● **Given instruction**:
Write out the whole listing, matching it exactly.

● **Rows**:
● ● ● ● ● ● ●

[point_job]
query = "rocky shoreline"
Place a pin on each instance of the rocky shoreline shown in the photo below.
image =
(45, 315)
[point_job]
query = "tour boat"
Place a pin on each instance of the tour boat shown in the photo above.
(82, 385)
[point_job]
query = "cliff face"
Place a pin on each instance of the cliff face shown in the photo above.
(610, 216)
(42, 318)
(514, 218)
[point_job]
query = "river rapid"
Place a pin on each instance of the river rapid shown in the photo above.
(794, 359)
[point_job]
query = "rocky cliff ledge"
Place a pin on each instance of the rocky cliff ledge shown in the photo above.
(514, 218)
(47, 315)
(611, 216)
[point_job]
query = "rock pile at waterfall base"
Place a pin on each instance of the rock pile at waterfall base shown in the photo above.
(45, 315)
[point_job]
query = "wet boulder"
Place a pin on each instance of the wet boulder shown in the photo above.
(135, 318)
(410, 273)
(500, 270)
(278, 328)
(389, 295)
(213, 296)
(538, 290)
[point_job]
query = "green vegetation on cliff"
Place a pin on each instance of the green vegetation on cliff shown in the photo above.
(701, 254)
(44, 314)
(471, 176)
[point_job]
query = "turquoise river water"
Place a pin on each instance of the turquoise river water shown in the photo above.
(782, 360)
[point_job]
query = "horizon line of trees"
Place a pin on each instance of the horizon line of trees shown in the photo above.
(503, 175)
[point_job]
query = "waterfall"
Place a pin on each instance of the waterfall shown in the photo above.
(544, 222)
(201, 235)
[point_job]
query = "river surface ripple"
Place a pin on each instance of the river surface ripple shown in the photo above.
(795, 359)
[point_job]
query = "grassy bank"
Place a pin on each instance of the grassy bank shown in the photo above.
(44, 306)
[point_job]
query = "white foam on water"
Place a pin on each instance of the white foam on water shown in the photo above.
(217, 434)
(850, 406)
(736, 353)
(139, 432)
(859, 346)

● ● ● ● ● ● ●

● **Solution for this exercise**:
[point_job]
query = "rocky shoreline"
Place a pin on each instance of the rocky shoreline shown in the photo below.
image =
(45, 315)
[point_job]
query = "tour boat"
Place a pin on each instance of the tour boat shown in the photo above.
(82, 385)
[point_job]
query = "cliff face"
Place a pin on each instance of the cliff face shown in the photo above.
(610, 216)
(42, 318)
(514, 218)
[point_job]
query = "river rapid"
Place a pin on each instance of the river rapid shown in the photo above.
(794, 359)
[point_job]
query = "rocky cliff ledge"
Place a pin on each instance of the rocky cliff ledge shown in the photo above.
(514, 218)
(47, 315)
(611, 216)
[point_job]
query = "rock pile at waterfall base"
Place a pin on each instance of the rock pile at waterfall base shown in the photo above.
(45, 315)
[point_job]
query = "wet boulder"
Place a pin on each instance of the wet boulder shown in the photo above.
(135, 318)
(410, 273)
(500, 270)
(278, 328)
(389, 295)
(213, 296)
(538, 290)
[point_job]
query = "green vegetation on cliff"
Place a pin on each instance of the green vegetation on cliff shown in the photo above.
(701, 254)
(44, 314)
(471, 176)
[point_job]
query = "turquoise river water"
Place a pin on each instance of the turquoise river water shown in the photo above.
(782, 360)
[point_job]
query = "horizon line of trees"
Place a pin on each instance of the horizon line of trees shown in the photo above.
(503, 175)
[point_job]
query = "waterfall"
Place a pin on each instance of the waterfall shown in the photo above.
(544, 222)
(201, 235)
[point_job]
query = "river surface ripple"
Place a pin on each instance of the river surface ripple shown in the photo above.
(795, 359)
[point_job]
query = "grassy bank"
Place a pin on each instance of the grassy bank shown in the photo above.
(44, 306)
[point_job]
query = "white foam on water"
Place a pin on each instance of the white foam on water shown in the photo above.
(217, 434)
(850, 406)
(736, 353)
(139, 432)
(859, 346)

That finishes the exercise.